▸ Objectives
1. How would you put the sentence "Convert half-width Katakana into full-width equivalent." from the BigramSplitter description into Spanish?
2. Could you write the next part of the BigramSplitter description, picking up right after its final line?

▸ Extracted text
━━━

Skip to main content

'BigramSplitter' is add-on search product for Plone 3.x. It supports non-English languages, especially south east Asian languages.

Project description

Introduction

Specification: Text character normalization process uses Python unicodedata. Convert full-width numeric and alphabet character into half-width equivalent. Convert half-width Katakana into full-width equivalent. Therefore all of above character variations can be recognized as same ones.

Language Specifications:

  • Chinese

  • No space between words.

  • There is only Kanji(Chinese) character

  • Process with Bigram(2-gram) model

  • Japanese

  • No space between words

  • Combination 0f Kanji(Chinese), Katakana, and Hiragana character

  • Korean

  • There are spaces between words, but it contains a particle

  • Combination of Korean alphabet and Kanji(Chinese) character

  • Discriminate Korean alphabet and Kanji(Chinese) character and processed with Bigram(2-gram) model

  • Thai

  • No space between words

  • It’s very difficult to handle this language in a computer

  • A vowel and a consonant are registered in Unicode separately so that it is difficult to recognize as one word.

  • However, there is a possibility of dealing with Thai characters to use Bigram(2-gram) model.

  • Other languages (Including English)

━━━

(Region outline entries)
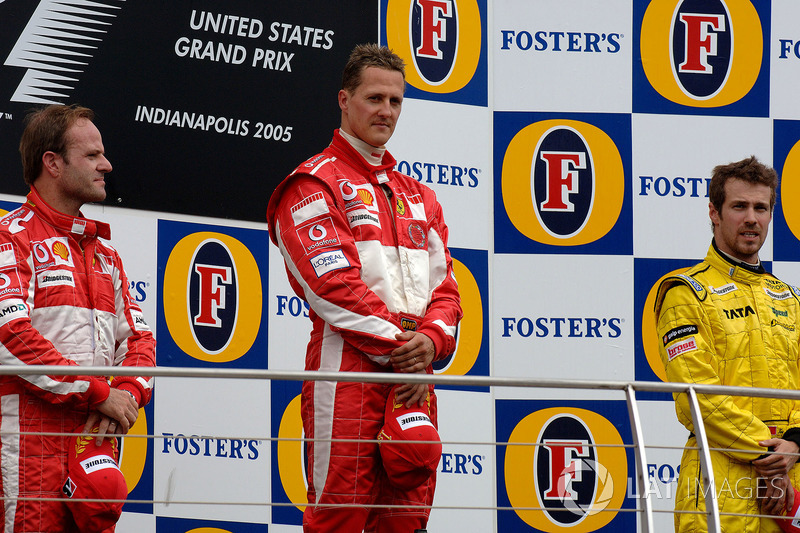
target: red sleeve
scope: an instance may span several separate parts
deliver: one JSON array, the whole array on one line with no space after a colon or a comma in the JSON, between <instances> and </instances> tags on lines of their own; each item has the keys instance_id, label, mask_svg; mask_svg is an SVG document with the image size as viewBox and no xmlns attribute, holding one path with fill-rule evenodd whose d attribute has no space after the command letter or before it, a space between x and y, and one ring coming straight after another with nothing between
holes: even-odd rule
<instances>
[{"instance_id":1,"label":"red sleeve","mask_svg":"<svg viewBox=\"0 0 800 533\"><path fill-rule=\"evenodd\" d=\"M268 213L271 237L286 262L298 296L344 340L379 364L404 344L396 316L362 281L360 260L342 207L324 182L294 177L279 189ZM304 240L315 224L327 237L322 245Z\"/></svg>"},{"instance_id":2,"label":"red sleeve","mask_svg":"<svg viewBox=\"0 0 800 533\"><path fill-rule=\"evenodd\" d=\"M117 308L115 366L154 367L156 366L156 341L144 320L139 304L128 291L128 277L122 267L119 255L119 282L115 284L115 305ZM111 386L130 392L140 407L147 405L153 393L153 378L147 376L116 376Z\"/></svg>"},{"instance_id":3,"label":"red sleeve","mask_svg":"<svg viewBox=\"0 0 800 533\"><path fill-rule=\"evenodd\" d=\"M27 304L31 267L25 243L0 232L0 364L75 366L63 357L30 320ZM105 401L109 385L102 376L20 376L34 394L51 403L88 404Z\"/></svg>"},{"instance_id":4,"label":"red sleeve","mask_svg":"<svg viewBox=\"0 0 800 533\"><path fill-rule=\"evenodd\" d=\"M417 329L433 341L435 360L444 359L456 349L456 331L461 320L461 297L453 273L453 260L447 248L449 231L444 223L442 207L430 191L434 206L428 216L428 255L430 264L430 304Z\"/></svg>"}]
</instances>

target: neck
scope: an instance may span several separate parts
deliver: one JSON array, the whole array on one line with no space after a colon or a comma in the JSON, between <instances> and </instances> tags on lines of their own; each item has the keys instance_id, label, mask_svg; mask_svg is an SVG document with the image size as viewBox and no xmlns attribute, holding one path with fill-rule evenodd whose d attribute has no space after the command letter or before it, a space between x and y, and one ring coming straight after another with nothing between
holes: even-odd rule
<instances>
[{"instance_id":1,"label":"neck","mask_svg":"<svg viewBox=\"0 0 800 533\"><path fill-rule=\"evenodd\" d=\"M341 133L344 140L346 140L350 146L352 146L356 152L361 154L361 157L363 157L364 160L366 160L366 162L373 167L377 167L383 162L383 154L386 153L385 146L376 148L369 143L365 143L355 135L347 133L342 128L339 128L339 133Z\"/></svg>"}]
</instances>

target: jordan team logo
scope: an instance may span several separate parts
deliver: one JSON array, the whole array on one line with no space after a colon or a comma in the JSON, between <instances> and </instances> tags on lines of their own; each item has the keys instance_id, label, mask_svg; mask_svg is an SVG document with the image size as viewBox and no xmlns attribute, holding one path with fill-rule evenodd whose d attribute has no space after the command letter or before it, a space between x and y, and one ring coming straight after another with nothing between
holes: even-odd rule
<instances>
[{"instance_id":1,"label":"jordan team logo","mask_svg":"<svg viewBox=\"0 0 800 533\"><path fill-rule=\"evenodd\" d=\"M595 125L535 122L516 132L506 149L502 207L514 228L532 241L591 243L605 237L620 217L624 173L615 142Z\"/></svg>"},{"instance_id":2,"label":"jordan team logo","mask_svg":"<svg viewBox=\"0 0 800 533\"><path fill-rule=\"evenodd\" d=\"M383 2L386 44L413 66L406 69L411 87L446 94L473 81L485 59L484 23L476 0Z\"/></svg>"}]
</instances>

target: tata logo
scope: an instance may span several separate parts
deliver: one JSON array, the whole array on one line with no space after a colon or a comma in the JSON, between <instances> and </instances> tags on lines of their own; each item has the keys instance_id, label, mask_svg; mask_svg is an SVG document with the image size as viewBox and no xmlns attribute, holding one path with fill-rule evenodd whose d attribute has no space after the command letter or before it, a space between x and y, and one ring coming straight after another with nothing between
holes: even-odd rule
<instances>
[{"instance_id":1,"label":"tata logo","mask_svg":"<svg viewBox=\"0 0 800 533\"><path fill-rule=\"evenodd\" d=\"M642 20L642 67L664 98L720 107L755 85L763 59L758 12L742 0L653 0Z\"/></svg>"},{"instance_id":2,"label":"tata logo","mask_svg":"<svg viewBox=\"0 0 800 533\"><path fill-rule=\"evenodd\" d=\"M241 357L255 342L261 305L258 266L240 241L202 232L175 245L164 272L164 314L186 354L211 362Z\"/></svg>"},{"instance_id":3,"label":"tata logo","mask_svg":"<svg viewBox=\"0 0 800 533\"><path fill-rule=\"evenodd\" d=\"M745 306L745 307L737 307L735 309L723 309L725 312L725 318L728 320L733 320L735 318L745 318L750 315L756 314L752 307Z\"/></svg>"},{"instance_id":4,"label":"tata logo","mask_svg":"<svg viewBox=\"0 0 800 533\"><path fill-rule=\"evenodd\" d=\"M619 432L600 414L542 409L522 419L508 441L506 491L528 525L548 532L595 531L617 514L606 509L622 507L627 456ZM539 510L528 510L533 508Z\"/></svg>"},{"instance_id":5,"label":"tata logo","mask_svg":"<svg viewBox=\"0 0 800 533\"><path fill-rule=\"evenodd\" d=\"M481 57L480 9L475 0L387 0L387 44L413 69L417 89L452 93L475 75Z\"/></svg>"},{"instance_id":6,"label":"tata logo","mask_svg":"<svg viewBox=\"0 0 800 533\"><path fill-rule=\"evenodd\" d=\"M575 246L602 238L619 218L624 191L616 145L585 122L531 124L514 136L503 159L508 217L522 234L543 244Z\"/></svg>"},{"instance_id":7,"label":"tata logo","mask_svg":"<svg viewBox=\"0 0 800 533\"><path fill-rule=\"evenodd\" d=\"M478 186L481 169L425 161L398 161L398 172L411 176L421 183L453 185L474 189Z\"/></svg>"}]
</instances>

━━━

▸ Outputs
1. Convertir el katakana de ancho medio en su equivalente de ancho completo.

2.
  • There is a space between words

  • It is indexed each word

Notes:

  • Source Code

    Since no documents are available on how to develop ‘word splitter’, we refer to other splitter source code. But I still have a number of questions. If you have any more information, please feel free let us know.

  • Hotfix to Plone 3.0 source code

    Because Plone 3.x catalog setting, catalog.xml, doesn’t have existing index overwrite mechanism, we developed hotfix and added XML attribute. We believe Plone 3 XML define mechanism is simple and clear, so that we take this approach. We appreciate any comment.

Installation

Use zc.buildout

  • Add Products.BigramSplitter to the list of eggs to install, e.g.:

    [buildout]
    ...
    eggs =
        ...
        Products.BigramSplitter
  • Tell the plone.recipe.zope2instance recipe to install a ZCML slug:

    [instance]
    recipe = plone.recipe.zope2instance
    ...
    zcml =
        Products.BigramSplitter
  • Re-run buildout, e.g. with:

    $ ./bin/buildout
  • Restart Zope

  • Plone setting – Add on products – Quick install

Old Style

  • Untar downloaded file, then copy to ‘Products’ directory of your Plone instance.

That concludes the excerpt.